Only a slice of the listing below is wanted. Retype the lines from the one containing "Target: doctor's face" through the one containing "Target: doctor's forearm", exactly, both ends included.
*** Opening Input records ***
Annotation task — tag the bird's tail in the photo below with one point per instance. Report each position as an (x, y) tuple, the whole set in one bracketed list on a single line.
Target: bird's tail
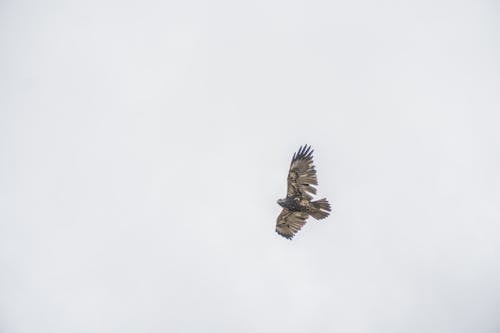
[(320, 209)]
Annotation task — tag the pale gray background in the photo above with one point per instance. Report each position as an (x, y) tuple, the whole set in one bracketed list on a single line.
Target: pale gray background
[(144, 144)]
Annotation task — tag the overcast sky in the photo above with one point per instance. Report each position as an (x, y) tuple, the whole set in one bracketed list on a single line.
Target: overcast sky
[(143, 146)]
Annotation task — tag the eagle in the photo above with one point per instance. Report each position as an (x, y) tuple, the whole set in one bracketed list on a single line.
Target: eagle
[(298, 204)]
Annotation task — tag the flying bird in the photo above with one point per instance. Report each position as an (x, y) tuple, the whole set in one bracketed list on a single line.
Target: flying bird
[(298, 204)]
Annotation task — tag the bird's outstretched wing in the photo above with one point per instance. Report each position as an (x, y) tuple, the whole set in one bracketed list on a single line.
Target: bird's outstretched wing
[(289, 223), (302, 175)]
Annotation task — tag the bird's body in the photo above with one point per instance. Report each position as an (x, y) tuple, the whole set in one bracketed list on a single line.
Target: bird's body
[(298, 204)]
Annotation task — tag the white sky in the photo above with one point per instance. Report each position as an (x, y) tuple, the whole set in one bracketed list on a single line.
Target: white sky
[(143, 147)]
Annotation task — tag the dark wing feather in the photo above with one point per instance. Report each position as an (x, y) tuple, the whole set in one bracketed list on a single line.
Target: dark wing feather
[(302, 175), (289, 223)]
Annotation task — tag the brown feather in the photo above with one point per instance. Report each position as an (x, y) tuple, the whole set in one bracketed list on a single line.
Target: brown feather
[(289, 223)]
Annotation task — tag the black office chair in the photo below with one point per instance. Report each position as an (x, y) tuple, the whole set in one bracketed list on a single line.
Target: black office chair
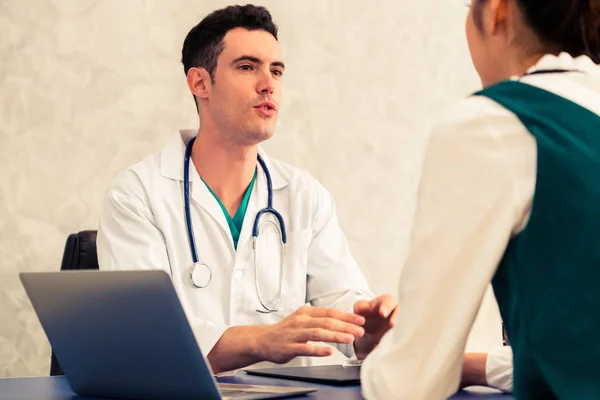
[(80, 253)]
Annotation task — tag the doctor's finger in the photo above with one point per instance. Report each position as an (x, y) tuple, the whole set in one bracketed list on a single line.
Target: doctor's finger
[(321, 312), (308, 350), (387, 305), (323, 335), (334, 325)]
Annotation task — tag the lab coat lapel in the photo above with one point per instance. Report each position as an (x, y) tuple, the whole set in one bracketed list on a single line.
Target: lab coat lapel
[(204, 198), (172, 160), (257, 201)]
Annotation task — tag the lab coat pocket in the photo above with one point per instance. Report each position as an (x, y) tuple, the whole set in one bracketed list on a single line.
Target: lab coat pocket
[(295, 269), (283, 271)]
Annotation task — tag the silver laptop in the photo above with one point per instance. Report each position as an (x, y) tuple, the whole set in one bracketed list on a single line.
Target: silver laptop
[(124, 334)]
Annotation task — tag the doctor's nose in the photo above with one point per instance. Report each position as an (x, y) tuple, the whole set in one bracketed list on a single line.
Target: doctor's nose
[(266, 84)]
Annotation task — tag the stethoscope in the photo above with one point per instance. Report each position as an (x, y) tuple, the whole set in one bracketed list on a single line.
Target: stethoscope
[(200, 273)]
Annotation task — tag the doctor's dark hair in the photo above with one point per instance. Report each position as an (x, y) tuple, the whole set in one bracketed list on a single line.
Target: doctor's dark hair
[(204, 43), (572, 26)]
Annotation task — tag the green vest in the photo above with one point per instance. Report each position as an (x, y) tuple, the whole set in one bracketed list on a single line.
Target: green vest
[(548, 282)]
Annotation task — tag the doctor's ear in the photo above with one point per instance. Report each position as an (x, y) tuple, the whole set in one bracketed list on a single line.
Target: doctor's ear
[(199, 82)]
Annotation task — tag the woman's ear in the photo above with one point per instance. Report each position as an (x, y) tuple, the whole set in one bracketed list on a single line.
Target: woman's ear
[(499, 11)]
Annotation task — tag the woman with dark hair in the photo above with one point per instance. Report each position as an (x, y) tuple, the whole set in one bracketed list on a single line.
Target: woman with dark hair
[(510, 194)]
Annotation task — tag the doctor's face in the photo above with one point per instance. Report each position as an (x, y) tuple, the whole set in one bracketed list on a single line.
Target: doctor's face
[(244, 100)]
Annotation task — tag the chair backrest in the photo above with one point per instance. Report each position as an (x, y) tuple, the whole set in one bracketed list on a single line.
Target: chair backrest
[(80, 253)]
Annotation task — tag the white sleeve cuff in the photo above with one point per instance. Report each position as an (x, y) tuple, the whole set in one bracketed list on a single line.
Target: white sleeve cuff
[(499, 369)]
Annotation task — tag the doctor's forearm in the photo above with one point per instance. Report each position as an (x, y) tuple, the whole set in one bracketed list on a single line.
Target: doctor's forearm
*** Closing Input records ***
*** Opening Input records ***
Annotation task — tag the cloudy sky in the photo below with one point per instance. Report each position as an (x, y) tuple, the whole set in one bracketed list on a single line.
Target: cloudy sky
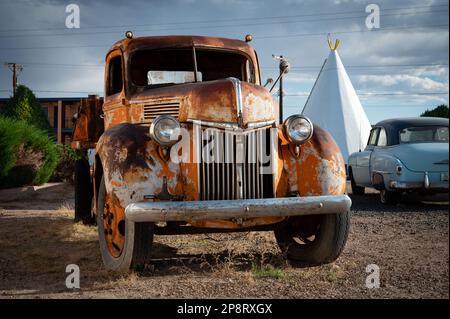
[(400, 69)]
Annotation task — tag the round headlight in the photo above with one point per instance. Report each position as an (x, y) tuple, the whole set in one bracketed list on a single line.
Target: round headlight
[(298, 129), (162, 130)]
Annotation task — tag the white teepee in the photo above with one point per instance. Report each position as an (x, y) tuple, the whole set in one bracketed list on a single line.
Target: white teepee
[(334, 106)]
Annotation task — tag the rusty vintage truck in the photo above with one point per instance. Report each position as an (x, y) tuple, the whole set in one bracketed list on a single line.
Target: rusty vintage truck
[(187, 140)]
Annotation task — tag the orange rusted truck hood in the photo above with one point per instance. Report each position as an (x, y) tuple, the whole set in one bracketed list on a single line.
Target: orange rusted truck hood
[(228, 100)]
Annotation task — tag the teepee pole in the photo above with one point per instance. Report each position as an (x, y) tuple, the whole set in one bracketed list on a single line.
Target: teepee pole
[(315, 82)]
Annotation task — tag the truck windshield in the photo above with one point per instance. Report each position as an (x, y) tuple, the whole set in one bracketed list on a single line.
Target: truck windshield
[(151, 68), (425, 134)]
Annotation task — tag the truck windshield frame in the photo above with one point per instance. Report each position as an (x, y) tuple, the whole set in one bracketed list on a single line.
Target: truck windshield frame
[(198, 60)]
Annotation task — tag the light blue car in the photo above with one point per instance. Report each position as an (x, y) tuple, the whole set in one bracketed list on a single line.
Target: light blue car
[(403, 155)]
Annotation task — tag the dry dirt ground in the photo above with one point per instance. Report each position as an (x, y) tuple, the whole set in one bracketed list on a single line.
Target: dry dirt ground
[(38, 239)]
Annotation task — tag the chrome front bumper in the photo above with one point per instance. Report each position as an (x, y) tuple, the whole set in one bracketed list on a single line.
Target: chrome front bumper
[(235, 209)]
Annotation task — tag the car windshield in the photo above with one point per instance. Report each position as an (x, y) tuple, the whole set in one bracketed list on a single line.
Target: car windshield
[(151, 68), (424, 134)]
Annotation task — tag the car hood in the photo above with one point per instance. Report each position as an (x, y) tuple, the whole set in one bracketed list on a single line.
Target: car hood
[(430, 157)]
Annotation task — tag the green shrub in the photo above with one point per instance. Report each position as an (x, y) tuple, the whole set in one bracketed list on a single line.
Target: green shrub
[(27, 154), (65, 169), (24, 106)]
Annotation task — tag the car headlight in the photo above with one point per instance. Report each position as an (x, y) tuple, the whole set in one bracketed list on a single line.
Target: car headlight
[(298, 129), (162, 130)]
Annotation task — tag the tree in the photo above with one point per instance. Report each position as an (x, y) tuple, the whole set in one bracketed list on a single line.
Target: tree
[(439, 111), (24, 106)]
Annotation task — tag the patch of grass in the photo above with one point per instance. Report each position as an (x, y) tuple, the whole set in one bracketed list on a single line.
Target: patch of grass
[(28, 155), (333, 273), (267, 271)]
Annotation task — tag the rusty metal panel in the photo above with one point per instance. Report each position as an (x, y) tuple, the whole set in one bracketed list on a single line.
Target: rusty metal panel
*** Closing Input records ***
_Your solution_
Target: doctor's face
[(244, 100)]
Annotation task — tag the chair backrest in the photo above with one point per instance. Report each position as an (x, y) tuple, the whole set in one bracketed list on a single line.
Target: chair backrest
[(80, 253)]
Annotation task — tag the white sleeve cuff in the photo above with one point per instance. Report each position as an (x, y) tuple, the whole set in one bracketed list on a single line.
Target: white sleeve cuff
[(499, 369)]
Annotation task — tag the doctor's forearm in the photo above with one point per instance. Report each position as an (x, y) tuple, the whole set in one bracketed list on a single line.
Target: doctor's forearm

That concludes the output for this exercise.